#### Exercise details
The answer must be every line below that holds the word "gable".

——

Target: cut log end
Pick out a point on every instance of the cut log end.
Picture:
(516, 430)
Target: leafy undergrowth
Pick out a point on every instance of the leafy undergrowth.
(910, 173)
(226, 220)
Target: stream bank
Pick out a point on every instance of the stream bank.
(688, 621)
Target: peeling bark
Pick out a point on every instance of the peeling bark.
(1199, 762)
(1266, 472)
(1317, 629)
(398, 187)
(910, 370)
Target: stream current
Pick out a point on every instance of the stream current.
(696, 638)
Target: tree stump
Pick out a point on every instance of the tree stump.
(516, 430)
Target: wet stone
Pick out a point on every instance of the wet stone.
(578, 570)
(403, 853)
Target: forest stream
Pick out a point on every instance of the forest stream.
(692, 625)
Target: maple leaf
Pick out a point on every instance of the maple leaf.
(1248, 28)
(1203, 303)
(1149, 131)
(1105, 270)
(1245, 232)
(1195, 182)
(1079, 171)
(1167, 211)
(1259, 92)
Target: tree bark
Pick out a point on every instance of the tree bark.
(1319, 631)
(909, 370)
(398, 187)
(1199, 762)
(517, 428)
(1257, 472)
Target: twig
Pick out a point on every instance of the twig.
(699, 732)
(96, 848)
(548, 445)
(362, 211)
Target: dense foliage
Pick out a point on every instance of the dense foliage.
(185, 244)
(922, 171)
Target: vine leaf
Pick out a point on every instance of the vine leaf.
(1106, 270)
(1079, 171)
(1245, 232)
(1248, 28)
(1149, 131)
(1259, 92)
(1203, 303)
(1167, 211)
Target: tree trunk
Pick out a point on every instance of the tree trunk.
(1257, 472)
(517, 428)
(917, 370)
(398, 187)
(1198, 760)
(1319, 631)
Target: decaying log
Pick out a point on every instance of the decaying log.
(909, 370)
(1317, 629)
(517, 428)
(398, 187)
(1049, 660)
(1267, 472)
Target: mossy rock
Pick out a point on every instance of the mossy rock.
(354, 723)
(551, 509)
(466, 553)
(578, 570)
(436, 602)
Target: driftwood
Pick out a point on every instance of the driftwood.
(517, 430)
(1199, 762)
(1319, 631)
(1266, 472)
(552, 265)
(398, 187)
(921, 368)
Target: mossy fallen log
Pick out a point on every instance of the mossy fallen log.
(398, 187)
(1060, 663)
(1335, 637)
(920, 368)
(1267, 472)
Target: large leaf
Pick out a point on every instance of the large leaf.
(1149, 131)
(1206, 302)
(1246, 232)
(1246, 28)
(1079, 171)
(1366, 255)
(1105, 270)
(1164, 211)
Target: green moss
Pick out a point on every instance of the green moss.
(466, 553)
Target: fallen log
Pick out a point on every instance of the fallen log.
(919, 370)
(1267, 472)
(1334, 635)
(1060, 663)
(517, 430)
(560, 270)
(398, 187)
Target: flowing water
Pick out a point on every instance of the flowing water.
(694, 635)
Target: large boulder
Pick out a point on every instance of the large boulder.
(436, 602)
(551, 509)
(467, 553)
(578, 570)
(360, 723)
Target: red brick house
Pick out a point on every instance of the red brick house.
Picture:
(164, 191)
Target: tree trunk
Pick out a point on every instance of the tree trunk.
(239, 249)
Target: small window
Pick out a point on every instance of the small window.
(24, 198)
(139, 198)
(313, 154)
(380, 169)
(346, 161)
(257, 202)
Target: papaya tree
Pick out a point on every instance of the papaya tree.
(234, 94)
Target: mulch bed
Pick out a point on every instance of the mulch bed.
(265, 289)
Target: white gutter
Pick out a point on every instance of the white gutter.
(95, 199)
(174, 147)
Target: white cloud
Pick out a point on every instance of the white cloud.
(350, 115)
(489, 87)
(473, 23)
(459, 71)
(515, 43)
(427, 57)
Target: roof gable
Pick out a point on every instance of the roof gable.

——

#### Response to this task
Target: roof gable
Pick out a point on every instance of the roof gable.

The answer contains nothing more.